과제 1 — 기록 가운데 "surface"라는 문자열이 들어 있는 줄을 모두 골라 옮겨 적으세요.

본문 발췌 —
----------------

K8s Argo Rollouts 배포 전략 – 테오의 저장소

Argo Rollouts란?

Argo Rollouts는 Kubernetes의 기본 Deployment 롤링 업데이트를 넘어, 카나리(Canary), 블루-그린(Blue-Green), 프로그레시브 딜리버리 전략을 선언적으로 구현하는 컨트롤러입니다. 트래픽을 점진적으로 이동하며 메트릭 기반 자동 판단(Analysis)으로 안전한 배포를 보장합니다.

이 글에서는 카나리 배포 설정, 블루-그린 전환, AnalysisTemplate 메트릭 검증, 트래픽 관리(Istio/NGINX), 롤백 전략까지 실무 운영 패턴을 다룹니다.

Rollout 리소스 기본 구조

Argo Rollouts는 Deployment 대신 Rollout 리소스를 사용합니다. 스펙은 Deployment와 거의 동일하되 strategy 섹션이 핵심입니다.

apiVersion: argoproj.io/v1alpha1
kind: Rollout
metadata:
  name: api-server
  namespace: production
spec:
  replicas: 5
  revisionHistoryLimit: 3
  selector:
    matchLabels:
      app: api-server
  template:
    metadata:
      labels:
        app: api-server
    spec:
      containers:
        - name: api
          image: myregistry/api-server:v2.1.0
          ports:
            - containerPort: 8080
          resources:
            requests:
              cpu: 500m
              memory: 512Mi
          readinessProbe:
            httpGet:
              path: /health
              port: 8080
            initialDelaySeconds: 10
            periodSeconds: 5
  strategy:
    canary:
      # 카나리 전략 상세 설정은 아래에서

카나리 배포: 점진적 트래픽 이동

spec:
  strategy:
    canary:
      # 카나리 Service와 안정 Service 분리
      canaryService: api-server-canary
      stableService: api-server-stable

      # 트래픽 라우팅 (NGINX Ingress 사용)

----------------

과제 2 — 다음 (a), (b), (c)가 Argo Rollouts 배포 전략 글과 일치하는지 각각 예 또는 아니요로 답하고, 판단 근거가 되는 글의 구절을 그대로 인용하세요. (a) Rollout 리소스의 스펙은 Deployment와 거의 같다. (b) 예시 Rollout의 replicas 값은 3이다. (c) 카나리 설정의 트래픽 라우팅에는 NGINX Ingress를 사용한다.

주어진 기록 —

----------------

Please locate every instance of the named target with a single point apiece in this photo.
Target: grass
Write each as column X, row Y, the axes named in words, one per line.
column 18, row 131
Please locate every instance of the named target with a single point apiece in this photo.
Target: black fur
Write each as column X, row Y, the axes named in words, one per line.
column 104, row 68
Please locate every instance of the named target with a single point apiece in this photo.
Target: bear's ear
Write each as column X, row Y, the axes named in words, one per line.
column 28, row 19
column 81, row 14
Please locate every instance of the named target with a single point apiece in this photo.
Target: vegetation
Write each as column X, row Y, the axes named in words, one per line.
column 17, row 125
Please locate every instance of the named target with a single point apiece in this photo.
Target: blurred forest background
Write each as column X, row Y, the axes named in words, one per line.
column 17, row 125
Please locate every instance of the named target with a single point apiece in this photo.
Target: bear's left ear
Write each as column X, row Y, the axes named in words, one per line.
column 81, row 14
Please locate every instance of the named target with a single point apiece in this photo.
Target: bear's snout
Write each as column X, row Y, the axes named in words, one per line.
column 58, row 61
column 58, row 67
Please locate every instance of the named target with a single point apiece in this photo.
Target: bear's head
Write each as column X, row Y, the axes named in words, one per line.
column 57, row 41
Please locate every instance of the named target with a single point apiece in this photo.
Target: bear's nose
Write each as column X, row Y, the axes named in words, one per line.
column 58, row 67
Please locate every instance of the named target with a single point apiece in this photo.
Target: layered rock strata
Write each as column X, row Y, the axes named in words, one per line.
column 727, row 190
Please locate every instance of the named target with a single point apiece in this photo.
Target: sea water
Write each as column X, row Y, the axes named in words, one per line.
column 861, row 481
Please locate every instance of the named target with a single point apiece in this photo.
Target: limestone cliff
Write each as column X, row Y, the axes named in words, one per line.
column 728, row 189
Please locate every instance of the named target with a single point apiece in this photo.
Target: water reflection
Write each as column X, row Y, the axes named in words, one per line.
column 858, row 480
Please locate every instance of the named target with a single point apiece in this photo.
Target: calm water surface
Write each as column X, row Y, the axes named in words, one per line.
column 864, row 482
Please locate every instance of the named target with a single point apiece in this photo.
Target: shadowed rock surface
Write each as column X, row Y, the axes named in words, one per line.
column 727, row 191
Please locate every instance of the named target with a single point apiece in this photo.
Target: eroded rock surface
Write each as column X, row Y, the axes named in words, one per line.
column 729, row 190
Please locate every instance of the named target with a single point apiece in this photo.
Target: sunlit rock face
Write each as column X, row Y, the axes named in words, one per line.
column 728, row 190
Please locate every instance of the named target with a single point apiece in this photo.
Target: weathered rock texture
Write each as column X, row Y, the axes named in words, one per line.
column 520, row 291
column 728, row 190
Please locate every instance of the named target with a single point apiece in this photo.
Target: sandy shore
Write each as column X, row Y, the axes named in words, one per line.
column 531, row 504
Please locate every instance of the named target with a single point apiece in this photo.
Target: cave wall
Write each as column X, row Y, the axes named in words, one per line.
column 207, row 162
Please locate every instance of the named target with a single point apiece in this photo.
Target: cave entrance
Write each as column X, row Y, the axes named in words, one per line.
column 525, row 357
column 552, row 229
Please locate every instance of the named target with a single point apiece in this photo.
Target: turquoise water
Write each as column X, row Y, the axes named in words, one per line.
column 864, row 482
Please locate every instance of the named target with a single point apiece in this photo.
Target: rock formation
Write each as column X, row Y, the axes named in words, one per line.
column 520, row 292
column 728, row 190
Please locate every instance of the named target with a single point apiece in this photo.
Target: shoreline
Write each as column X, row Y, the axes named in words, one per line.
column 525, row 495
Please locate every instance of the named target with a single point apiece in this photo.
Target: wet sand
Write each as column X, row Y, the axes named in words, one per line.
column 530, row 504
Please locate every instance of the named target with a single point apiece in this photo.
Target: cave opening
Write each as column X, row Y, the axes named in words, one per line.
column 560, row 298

----------------

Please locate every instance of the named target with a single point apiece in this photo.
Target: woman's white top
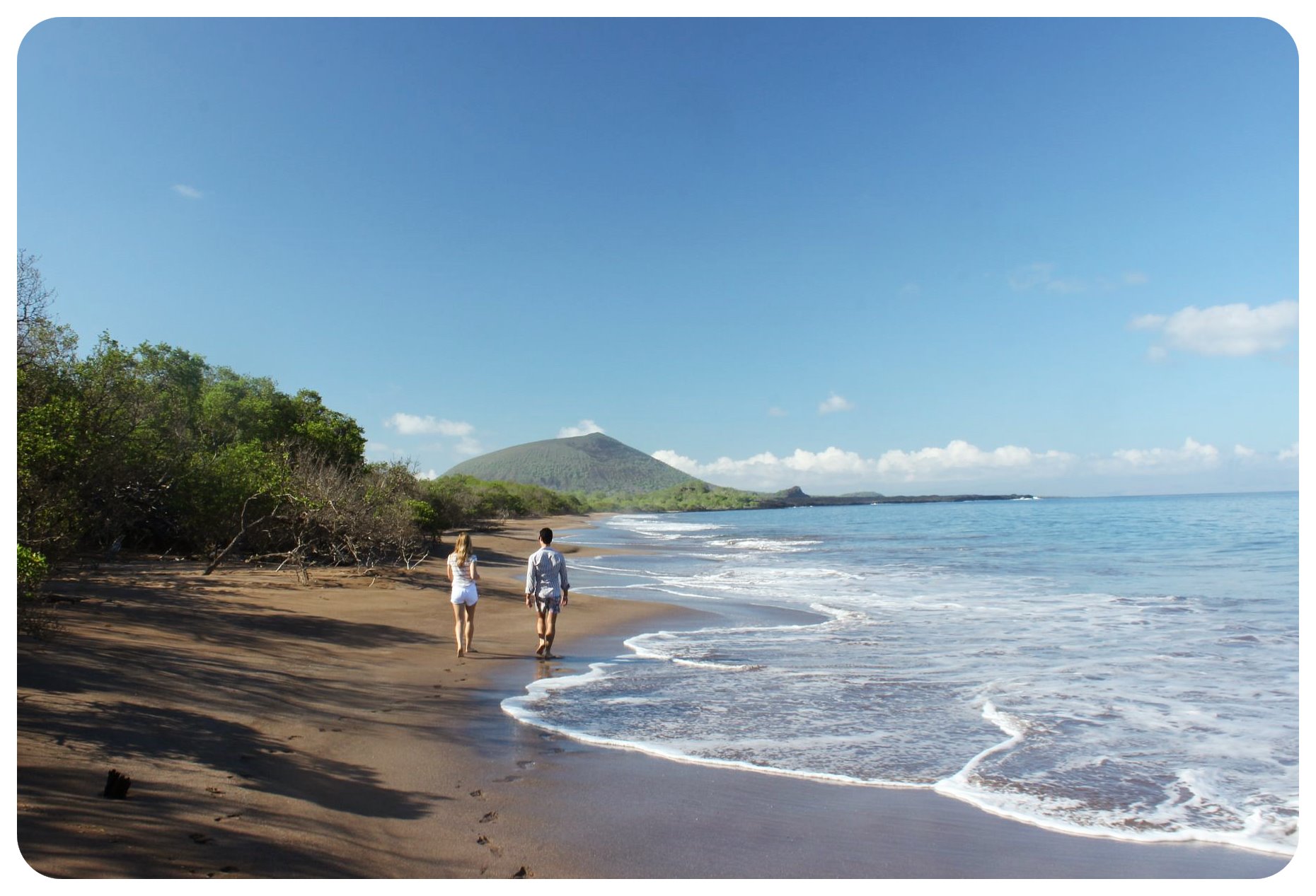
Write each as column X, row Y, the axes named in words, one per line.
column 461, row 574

----------------

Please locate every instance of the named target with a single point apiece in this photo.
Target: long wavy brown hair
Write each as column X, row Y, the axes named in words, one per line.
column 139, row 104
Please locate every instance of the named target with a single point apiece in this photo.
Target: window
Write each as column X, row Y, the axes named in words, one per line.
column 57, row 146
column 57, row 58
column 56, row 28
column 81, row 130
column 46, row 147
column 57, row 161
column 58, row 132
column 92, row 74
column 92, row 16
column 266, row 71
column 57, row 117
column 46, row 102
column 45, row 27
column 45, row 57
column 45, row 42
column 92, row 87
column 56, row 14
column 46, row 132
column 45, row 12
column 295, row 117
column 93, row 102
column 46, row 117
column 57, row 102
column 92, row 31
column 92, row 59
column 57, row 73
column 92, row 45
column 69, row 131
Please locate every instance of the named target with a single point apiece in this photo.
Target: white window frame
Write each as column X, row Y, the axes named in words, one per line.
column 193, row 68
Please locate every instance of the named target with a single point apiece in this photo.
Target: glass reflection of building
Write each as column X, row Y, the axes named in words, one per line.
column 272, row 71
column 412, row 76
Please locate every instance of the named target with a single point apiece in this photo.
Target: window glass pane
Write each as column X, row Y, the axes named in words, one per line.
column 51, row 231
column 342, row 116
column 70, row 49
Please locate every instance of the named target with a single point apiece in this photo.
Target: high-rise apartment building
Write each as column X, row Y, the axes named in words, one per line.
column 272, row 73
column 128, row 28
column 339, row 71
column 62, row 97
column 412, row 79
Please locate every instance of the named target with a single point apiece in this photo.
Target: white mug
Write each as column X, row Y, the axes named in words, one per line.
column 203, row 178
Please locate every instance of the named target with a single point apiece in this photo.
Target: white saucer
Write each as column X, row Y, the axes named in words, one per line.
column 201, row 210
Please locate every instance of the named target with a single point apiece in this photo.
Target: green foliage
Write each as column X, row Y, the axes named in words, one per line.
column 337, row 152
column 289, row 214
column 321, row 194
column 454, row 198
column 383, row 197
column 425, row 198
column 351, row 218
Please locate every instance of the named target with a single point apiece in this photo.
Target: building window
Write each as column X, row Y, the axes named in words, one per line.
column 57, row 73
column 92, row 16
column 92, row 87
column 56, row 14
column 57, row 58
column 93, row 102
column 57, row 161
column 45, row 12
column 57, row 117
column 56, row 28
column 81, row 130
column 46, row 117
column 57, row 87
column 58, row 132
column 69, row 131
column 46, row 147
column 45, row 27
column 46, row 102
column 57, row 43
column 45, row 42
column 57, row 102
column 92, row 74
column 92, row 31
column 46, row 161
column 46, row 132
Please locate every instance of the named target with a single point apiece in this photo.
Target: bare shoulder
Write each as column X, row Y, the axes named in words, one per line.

----------------

정답 1 —
Target: calm water surface
Target: shadowed rock surface
Target: eroded rock surface

정답 2 —
(a) 예: "스펙은 Deployment와 거의 동일하되 strategy 섹션이 핵심입니다."
(b) 아니요: "replicas: 5"
(c) 예: "# 트래픽 라우팅 (NGINX Ingress 사용)"